## [Problem statement]
Pick out every row that contains the word "plumage" and copy each one in full.

(Object outline annotations)
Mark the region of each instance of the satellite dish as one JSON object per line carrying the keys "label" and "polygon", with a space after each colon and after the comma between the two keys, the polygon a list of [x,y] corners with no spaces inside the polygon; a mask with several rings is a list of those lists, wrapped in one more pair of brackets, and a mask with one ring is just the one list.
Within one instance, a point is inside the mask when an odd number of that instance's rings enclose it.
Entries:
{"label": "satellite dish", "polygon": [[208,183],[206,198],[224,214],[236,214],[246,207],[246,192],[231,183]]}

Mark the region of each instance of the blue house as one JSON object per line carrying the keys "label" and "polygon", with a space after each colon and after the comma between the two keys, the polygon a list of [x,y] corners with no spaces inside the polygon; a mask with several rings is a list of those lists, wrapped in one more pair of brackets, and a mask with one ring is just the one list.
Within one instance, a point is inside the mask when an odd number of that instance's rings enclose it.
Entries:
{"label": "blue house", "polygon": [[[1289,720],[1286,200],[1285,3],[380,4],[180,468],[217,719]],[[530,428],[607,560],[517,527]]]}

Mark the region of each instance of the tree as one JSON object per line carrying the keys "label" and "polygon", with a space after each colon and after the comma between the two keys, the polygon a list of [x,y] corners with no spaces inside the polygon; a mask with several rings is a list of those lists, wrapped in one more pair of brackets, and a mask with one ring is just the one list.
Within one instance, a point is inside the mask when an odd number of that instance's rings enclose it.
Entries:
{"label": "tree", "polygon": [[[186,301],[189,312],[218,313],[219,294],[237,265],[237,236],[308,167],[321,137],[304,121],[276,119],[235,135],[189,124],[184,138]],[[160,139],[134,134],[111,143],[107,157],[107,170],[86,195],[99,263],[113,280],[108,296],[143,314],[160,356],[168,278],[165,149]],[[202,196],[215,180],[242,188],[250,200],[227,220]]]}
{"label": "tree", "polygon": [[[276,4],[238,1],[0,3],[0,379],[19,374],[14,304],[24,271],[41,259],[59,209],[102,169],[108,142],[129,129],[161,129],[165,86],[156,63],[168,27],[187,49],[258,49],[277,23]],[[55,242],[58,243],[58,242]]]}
* * *
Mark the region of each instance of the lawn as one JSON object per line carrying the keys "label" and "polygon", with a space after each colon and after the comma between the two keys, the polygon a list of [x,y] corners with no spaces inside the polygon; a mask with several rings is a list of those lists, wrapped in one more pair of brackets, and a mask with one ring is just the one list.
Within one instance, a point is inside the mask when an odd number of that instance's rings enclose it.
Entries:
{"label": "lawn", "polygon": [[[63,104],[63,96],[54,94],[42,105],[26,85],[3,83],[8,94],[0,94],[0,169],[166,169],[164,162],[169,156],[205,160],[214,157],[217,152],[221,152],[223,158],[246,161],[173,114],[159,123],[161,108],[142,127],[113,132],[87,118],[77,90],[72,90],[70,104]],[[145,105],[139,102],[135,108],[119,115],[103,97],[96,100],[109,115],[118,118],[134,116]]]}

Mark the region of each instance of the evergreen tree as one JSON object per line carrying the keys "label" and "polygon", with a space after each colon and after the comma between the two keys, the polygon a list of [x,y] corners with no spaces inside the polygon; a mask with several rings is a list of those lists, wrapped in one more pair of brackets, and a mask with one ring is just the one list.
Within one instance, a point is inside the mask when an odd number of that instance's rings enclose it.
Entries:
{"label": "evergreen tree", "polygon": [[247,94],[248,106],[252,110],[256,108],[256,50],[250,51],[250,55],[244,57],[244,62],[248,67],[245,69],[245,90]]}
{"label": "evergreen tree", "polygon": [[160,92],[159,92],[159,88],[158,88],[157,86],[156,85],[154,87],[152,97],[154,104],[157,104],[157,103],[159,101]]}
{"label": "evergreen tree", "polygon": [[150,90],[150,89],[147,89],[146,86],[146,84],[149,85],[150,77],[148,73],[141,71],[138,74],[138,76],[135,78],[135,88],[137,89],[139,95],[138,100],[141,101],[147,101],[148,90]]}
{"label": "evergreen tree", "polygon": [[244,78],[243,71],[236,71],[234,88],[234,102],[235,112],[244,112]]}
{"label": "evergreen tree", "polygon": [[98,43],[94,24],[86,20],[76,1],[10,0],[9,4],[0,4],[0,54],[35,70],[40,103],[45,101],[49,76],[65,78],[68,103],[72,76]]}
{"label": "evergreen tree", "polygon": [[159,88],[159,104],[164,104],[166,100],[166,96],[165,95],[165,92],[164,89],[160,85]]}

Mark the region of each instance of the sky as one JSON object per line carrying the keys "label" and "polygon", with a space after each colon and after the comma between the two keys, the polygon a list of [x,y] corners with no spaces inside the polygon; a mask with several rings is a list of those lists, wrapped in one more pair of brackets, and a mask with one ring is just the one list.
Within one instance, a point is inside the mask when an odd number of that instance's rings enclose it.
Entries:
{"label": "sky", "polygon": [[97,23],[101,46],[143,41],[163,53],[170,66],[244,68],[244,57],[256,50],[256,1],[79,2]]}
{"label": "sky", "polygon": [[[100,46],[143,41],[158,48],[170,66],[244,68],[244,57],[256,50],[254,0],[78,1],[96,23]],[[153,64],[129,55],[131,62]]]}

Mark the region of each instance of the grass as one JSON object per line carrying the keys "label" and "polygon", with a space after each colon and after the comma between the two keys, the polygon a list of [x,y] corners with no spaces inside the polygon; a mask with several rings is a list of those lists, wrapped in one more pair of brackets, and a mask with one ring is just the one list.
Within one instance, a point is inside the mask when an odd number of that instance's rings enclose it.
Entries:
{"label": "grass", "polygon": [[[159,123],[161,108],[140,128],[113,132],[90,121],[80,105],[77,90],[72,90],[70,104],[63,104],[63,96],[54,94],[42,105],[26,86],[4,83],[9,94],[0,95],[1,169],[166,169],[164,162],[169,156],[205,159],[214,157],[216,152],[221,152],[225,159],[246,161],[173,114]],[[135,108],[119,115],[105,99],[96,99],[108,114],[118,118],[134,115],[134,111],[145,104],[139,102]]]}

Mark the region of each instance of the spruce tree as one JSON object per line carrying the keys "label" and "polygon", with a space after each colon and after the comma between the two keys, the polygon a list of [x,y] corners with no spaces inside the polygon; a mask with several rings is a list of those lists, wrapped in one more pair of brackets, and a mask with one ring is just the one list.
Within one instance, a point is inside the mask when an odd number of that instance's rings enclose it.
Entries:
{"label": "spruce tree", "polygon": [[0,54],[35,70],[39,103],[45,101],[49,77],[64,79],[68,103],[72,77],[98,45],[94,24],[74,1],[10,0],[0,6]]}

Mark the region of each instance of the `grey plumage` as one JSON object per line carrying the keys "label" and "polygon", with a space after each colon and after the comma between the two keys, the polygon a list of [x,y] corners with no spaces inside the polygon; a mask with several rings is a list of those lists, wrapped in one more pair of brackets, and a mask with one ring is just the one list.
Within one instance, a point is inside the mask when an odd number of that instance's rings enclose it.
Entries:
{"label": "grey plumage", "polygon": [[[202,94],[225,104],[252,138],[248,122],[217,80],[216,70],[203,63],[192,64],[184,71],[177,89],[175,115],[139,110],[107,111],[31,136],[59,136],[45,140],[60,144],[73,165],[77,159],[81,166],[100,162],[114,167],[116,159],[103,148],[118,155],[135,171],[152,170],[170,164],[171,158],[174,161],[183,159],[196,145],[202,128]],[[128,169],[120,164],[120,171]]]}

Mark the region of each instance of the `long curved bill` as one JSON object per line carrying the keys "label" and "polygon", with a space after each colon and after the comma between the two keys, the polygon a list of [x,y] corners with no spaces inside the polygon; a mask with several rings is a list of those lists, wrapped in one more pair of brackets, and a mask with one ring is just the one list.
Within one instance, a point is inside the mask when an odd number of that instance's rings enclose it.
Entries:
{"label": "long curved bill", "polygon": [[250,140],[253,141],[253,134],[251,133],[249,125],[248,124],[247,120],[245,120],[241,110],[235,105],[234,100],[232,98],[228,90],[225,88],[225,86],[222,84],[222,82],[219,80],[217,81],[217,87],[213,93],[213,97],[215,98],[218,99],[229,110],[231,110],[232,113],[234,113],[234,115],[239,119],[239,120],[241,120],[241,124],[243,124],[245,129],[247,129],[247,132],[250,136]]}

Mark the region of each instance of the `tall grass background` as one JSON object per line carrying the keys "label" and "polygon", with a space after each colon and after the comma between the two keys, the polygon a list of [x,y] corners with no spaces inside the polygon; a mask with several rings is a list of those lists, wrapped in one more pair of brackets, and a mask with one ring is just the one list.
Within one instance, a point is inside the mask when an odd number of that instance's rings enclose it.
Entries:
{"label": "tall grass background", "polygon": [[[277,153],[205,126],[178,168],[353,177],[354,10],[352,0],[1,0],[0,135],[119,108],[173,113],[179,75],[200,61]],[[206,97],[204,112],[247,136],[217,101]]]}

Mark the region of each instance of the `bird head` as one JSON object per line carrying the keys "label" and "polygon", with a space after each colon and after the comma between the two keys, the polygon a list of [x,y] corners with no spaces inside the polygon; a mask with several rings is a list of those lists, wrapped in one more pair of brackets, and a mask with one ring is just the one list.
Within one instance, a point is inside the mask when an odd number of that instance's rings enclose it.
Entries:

## [Reply to the exercise]
Mark the region of each instance of the `grey plumage` as one JSON object per line carrying the keys "label" and "polygon", with a space after each colon and after the comma between the two keys, the polygon a list of [x,y] corners with no spaces inside the polygon; a mask with several rings is a list of those lists, wrapped in one more pair of brackets, and a mask with one ring is just the one list.
{"label": "grey plumage", "polygon": [[[202,94],[225,104],[252,138],[248,122],[217,80],[216,70],[203,63],[192,64],[184,71],[177,89],[175,115],[139,110],[107,111],[31,136],[59,136],[45,140],[60,144],[73,165],[77,159],[81,166],[100,162],[114,167],[116,159],[103,148],[118,155],[135,171],[152,170],[170,164],[171,158],[174,161],[183,159],[196,145],[202,128]],[[128,169],[120,164],[120,171]]]}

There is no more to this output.